== Exercise task ==
Could you repeat every one of the records below verbatim, line for line?
+-------+
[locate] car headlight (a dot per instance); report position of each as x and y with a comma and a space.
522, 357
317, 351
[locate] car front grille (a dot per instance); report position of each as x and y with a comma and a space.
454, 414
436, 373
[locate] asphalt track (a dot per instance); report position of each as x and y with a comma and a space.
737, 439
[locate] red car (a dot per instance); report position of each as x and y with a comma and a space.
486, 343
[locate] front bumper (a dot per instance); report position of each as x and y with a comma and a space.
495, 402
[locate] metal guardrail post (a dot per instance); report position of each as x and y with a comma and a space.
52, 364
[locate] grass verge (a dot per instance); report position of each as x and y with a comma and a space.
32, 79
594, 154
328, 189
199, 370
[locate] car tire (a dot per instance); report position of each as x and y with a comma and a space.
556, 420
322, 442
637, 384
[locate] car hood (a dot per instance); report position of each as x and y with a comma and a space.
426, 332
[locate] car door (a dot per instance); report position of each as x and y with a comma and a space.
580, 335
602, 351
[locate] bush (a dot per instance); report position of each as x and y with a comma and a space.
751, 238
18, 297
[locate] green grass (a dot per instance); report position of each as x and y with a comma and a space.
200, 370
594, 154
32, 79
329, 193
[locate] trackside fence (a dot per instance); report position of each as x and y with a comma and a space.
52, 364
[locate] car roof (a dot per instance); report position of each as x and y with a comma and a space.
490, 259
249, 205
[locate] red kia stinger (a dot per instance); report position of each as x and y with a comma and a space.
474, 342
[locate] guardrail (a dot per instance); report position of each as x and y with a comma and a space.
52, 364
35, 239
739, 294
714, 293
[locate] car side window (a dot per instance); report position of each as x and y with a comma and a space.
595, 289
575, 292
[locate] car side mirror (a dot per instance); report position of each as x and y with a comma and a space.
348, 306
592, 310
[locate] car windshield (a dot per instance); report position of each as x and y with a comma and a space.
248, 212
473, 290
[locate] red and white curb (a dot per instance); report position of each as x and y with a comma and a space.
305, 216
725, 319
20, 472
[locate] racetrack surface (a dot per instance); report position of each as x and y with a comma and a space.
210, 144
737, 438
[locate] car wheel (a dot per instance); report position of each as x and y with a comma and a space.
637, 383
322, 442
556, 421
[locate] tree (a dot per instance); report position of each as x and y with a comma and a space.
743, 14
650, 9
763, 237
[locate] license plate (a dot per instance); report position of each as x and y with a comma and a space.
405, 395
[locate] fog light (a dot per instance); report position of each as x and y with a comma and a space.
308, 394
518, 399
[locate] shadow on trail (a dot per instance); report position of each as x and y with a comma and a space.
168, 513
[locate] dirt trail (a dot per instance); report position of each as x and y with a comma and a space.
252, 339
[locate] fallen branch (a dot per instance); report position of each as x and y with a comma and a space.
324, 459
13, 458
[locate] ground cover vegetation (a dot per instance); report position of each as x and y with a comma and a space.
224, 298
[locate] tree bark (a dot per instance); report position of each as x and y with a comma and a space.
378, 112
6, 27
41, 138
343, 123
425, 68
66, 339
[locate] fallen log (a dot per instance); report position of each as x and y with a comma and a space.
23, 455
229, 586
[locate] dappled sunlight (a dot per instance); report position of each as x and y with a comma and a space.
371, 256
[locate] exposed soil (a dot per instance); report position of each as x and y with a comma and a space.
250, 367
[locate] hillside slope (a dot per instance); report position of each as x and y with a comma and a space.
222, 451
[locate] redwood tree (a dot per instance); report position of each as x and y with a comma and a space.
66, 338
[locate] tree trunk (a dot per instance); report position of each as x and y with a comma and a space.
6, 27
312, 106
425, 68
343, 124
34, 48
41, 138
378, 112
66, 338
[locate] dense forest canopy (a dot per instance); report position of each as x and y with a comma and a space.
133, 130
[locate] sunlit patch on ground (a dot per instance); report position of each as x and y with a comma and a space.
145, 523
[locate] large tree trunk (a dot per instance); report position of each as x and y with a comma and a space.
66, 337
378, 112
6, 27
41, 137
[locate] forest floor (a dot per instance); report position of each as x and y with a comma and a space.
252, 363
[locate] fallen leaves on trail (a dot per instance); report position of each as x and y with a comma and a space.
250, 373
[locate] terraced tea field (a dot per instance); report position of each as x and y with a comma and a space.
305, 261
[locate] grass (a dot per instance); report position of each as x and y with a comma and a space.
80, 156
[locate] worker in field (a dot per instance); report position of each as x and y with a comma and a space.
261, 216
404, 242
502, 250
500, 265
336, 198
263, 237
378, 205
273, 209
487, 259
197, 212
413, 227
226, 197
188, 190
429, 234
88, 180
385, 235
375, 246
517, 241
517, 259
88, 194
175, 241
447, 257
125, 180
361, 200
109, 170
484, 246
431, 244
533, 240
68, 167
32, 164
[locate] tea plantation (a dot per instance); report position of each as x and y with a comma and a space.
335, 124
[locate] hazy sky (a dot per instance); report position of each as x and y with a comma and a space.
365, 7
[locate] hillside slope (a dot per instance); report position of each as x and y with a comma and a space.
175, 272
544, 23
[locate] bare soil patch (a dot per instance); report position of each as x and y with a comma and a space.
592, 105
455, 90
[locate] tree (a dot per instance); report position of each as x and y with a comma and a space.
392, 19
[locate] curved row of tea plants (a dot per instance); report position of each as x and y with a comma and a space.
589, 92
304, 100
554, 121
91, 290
+-------+
== Answer to this problem ==
[locate] car headlight (a dot per instance); report position of each as x and y with a comma and a space.
522, 357
317, 351
[locate] car front grille (a dot per instance); report position of each as x and y with a comma and a space.
454, 414
436, 373
[locate] asphalt track (a dot per instance); report position of each as x and y with a comma and a space.
737, 439
[locate] red car (a dot per instance); report position of each as x and y with a comma and a space.
486, 343
[locate] front bumper (a dot per instance); report position of each as x and y with a comma and a space.
495, 402
[locate] metal guardrail post (a dot per instance); report position of each as x and y with a comma and a space.
52, 364
[locate] grass verge (a dot per instance); report position of each as x and y with a comma and a space.
32, 79
594, 154
328, 189
199, 370
[locate] car tire (a dot per instance); report position of each as x and y with a comma and a space.
556, 420
322, 442
637, 384
[locate] car hood (a dot per instance); report position of each as x and y with a comma and a space.
426, 332
[locate] car door (a dot per instance); report position of each as x and y with a comma and a space.
580, 335
602, 351
[locate] bush (a dot per instance); report position of each as x and y with a comma and a space.
751, 238
18, 297
[locate] green grass (a dot per instance); report position of each as x and y with a comma and a space.
200, 370
594, 154
32, 79
329, 193
[locate] trackside fence (a dot per instance); report position of each as x and y with a comma and a space.
52, 364
[locate] car roof (a dot per instance); report position of each as x and y with a comma and a space.
490, 259
249, 205
[locate] red kia stinger (a dot per instance); report position of each as x and y with a comma and a space.
474, 342
[locate] guardrail (a dot per instance); report position of each as x and y with a comma and a space.
52, 364
35, 239
739, 294
714, 293
[locate] car side window (a dot per instance); report position of each as x and y with a comma and a space.
595, 289
575, 292
[locate] car side mirror (a dot per instance); report position of each as x and y with a comma and a space.
348, 306
592, 310
[locate] car windshield (a dot per instance); report position of each as x and y with a comma and a space.
248, 212
473, 290
[locate] red and white curb (a dot per instance); report position of each as x and y with a comma and a space.
305, 216
725, 319
20, 472
[locate] racetrack surface (a dot per instance); report position of each as x and y with a comma and a space.
210, 144
737, 438
[locate] car wheel (a dot per instance); report position of each as x and y with a comma and a space.
637, 383
322, 442
556, 421
[locate] tree (a dot per instance); report position of each as x and y with a comma and a space.
743, 14
650, 9
763, 237
[locate] license plate (a dot per instance); report position of each as x and y with a comma and a space.
405, 395
[locate] fog light (a dot per instance); report position of each as x and y with a comma and a space.
308, 394
518, 399
[locate] shadow on trail (a dot per instance); report position of each as x and y with a comma and a space.
168, 513
[locate] dirt trail (a dot per instance); report position of each as x and y with a comma and a space.
252, 339
[locate] fallen branch (a dot per instance); report position of each as x and y with a comma and a space.
324, 459
13, 458
[locate] ground cover vegetation (a dot per instance); report position of each as x and y with a comma and a space.
224, 298
[locate] tree bark (a dot per instance); report position of each as x and y with a comma and a space.
378, 112
6, 27
41, 138
343, 123
425, 68
66, 339
[locate] fallen log (a dot per instance); report position of each as x and y with a comma and a space.
23, 455
229, 586
[locate] dappled sunlight (a dot per instance); report position of each as x and y with a comma and a space.
371, 256
[locate] exposed soil (a dot per instance); report position of each as x and y with a comma and a space.
250, 367
[locate] hillside slope (a dot per instance); report position of each as x and y with a comma and a space.
222, 451
[locate] redwood tree (a dot per instance); report position of each as x and y with a comma and a space.
66, 338
[locate] tree trunk (a dot per instance); report position of each as x and y with a comma and a space.
6, 27
312, 106
425, 68
343, 124
34, 48
41, 138
378, 112
66, 338
[locate] dense forest canopy (a dot per instance); report position of each as x and y with a comma and a space.
133, 130
[locate] sunlit patch on ground (a dot per instance); report position of each as x and y with a comma and a space.
145, 523
[locate] large tree trunk (a dot per instance); report position of each as x and y with a comma and a space.
66, 337
378, 112
6, 27
41, 137
[locate] forest floor (a dot per instance); report position of each as x and y with a comma and a space.
252, 363
[locate] fallen leaves on trail (a dot per instance); report position of each as x and y with a comma and a space.
250, 373
[locate] terraced tea field (a dot per instance); report position of each as x and y with a comma and a space.
305, 261
[locate] grass (a dot per instance); report position of each as x and y with a comma and a space.
80, 156
[locate] worker in field (a dot per instance); report position of each as x and y with a comma and a space.
261, 216
404, 242
502, 250
500, 265
336, 198
263, 237
378, 205
273, 209
487, 259
197, 212
413, 227
226, 197
188, 190
429, 234
88, 180
385, 235
375, 246
517, 241
517, 259
88, 194
175, 241
447, 257
125, 180
361, 200
109, 170
484, 246
431, 244
533, 240
68, 167
32, 164
[locate] tea plantation (a dot per instance); report position of each as x and y with a comma and a space.
335, 124
[locate] hazy sky (a dot per instance); report position of each as x and y with a comma and a space.
365, 7
[locate] hillside slope (a dot per instance); report position of each as x and y with a comma and a space.
175, 272
544, 23
[locate] bare soil patch (a dot per instance); report position of each as x and y with a comma and a space.
592, 105
455, 90
[locate] tree (a dot per instance); report position of each as x and y with a comma and a space.
392, 19
[locate] curved row of tea plants (a dot per instance); report position of each as x and y with a comma and a space.
589, 92
304, 100
554, 121
91, 290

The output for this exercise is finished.